- **Exercise brief**: Put the rows from the start through the line that contains "[464,159,1099,434]" into a numbered list, leaving out any blank lines.

(Records)
------------------------
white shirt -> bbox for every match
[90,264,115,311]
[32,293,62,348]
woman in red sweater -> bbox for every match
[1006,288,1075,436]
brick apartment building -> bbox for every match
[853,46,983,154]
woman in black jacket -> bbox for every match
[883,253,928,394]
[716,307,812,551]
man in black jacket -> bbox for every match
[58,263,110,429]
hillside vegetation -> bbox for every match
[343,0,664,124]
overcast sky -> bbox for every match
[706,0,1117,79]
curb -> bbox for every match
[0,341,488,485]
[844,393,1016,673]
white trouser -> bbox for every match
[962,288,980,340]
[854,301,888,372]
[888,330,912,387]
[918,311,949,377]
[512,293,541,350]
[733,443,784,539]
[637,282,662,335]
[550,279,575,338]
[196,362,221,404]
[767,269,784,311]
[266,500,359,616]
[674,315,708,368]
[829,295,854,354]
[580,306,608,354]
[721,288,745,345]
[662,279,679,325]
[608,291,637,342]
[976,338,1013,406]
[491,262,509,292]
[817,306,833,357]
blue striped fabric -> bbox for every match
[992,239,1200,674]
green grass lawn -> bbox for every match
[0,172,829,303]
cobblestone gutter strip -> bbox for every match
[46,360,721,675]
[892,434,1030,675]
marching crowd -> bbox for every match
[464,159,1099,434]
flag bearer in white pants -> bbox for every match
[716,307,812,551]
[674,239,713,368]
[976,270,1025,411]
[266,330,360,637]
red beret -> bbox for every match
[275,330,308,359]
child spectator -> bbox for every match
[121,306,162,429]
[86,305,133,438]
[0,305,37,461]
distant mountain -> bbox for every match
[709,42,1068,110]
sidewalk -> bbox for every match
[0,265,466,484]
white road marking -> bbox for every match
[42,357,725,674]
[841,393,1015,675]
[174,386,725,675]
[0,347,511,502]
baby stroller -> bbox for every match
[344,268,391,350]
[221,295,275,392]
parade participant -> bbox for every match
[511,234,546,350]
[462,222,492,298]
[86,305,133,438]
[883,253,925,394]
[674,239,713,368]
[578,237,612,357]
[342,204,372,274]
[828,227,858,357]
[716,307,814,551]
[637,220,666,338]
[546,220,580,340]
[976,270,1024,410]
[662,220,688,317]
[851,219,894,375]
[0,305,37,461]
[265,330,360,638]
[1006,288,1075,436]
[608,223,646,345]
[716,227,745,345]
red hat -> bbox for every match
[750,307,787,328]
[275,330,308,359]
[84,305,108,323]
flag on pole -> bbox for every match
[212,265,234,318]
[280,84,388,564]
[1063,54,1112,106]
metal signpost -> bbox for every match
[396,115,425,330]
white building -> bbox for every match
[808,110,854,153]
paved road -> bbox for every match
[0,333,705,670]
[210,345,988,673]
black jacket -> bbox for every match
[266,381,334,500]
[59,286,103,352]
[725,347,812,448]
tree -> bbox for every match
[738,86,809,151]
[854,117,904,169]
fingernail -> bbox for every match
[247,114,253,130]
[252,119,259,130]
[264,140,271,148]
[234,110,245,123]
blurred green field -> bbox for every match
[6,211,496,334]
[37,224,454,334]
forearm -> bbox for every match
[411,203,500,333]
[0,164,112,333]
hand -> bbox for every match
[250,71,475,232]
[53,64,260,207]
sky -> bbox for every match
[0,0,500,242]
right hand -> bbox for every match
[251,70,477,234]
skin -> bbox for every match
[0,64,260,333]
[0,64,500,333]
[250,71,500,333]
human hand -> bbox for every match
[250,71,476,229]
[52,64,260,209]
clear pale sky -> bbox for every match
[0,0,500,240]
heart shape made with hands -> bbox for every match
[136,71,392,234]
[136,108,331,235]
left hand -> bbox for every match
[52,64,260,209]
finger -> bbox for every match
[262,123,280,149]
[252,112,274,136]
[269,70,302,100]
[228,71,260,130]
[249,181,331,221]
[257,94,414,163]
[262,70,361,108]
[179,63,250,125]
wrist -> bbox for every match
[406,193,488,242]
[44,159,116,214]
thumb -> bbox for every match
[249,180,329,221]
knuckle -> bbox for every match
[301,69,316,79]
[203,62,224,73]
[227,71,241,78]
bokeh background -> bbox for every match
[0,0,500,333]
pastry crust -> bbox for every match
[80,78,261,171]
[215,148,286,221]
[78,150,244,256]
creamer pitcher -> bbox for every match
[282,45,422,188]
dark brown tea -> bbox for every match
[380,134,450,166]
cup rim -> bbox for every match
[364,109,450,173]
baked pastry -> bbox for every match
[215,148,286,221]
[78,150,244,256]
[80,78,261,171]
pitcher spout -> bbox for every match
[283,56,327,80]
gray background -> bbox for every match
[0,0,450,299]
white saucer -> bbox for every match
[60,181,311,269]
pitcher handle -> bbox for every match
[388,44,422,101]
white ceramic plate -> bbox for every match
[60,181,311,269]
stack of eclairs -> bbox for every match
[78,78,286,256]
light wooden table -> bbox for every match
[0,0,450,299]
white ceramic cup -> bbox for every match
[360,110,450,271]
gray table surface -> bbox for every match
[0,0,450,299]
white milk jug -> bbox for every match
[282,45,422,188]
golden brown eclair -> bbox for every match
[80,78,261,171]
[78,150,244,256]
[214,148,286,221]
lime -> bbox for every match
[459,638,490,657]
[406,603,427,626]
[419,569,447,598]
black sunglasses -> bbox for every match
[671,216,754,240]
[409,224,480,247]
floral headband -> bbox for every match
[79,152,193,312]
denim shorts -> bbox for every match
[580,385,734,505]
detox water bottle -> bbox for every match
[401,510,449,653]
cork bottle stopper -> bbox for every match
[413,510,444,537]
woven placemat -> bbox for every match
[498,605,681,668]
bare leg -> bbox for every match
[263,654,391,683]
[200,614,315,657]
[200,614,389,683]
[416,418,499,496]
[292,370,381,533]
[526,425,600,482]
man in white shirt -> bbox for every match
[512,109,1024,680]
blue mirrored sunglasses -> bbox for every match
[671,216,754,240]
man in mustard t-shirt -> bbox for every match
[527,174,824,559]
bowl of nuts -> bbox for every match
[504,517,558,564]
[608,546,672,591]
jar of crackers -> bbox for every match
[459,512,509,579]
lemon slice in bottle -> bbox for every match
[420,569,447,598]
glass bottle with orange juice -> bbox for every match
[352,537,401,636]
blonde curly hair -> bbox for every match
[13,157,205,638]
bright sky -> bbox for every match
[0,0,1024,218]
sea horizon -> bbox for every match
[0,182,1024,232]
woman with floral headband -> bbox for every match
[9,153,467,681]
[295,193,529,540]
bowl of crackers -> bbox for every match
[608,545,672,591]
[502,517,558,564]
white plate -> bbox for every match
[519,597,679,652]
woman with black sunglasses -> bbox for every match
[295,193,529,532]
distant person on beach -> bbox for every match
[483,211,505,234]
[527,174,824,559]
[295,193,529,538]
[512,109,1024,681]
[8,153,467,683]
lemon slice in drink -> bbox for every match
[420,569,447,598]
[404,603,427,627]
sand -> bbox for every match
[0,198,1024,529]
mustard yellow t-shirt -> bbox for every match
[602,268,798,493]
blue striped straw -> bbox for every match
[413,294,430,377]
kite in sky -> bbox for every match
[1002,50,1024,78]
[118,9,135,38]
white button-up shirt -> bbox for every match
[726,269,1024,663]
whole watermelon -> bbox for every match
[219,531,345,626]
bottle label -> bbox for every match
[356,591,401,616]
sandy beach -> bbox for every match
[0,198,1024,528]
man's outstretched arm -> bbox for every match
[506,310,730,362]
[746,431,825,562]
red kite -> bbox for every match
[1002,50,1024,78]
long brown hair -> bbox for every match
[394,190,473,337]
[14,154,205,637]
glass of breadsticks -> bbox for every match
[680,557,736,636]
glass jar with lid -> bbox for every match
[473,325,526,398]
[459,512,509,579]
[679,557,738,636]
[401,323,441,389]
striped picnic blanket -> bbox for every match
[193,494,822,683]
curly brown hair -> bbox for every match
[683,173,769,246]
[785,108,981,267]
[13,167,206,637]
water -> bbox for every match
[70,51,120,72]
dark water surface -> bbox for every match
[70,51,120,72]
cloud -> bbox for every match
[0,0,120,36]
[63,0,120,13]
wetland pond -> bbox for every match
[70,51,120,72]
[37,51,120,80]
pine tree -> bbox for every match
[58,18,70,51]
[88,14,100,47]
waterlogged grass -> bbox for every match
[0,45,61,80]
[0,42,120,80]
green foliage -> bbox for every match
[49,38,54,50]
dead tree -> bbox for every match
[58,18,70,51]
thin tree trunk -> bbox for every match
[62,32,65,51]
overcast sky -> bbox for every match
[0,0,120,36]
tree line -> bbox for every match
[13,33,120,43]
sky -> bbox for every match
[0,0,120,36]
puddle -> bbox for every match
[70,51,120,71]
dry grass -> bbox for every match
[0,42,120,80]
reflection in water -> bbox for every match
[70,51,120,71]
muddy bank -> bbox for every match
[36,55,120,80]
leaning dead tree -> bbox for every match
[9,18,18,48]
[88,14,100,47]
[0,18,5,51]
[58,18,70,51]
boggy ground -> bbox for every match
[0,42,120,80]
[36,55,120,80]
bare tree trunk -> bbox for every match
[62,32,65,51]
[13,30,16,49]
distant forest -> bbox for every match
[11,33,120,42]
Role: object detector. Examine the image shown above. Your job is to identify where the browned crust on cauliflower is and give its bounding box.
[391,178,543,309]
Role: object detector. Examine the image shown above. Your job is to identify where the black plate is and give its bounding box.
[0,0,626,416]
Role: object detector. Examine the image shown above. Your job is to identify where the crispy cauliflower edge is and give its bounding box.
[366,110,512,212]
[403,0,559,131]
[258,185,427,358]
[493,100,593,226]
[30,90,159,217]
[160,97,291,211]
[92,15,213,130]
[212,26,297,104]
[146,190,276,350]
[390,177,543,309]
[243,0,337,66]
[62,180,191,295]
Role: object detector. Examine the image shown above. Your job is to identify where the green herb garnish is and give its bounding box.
------------------------
- **Final answer**:
1. white shirt -> bbox for every match
2. [90,264,115,311]
3. [32,293,62,348]
4. woman in red sweater -> bbox for every match
5. [1006,288,1075,436]
6. brick apartment building -> bbox for every match
7. [853,46,983,154]
8. woman in black jacket -> bbox for every match
9. [883,253,928,394]
10. [716,307,812,551]
11. man in black jacket -> bbox for every match
12. [58,263,110,429]
13. hillside vegetation -> bbox for every match
14. [343,0,664,124]
15. overcast sky -> bbox for every match
16. [706,0,1117,79]
17. curb -> bbox for every match
18. [0,341,488,485]
19. [844,393,1016,673]
20. white trouser -> bbox for every match
21. [962,288,980,340]
22. [854,301,888,372]
23. [888,330,912,387]
24. [918,311,949,377]
25. [512,293,541,350]
26. [733,443,784,539]
27. [637,282,662,335]
28. [550,279,575,338]
29. [196,362,221,404]
30. [767,269,784,311]
31. [266,500,359,616]
32. [674,315,708,368]
33. [829,295,854,354]
34. [580,306,608,354]
35. [721,288,745,345]
36. [662,279,679,325]
37. [608,291,637,342]
38. [976,338,1013,406]
39. [491,262,509,292]
40. [817,306,833,357]
41. blue striped fabric -> bbox for every match
42. [992,239,1200,674]
43. green grass lawn -> bbox for every match
44. [0,172,829,303]
45. cobblestone gutter strip -> bbox for every match
46. [46,360,721,675]
47. [892,434,1030,675]
48. marching crowd -> bbox for every match
49. [464,159,1099,434]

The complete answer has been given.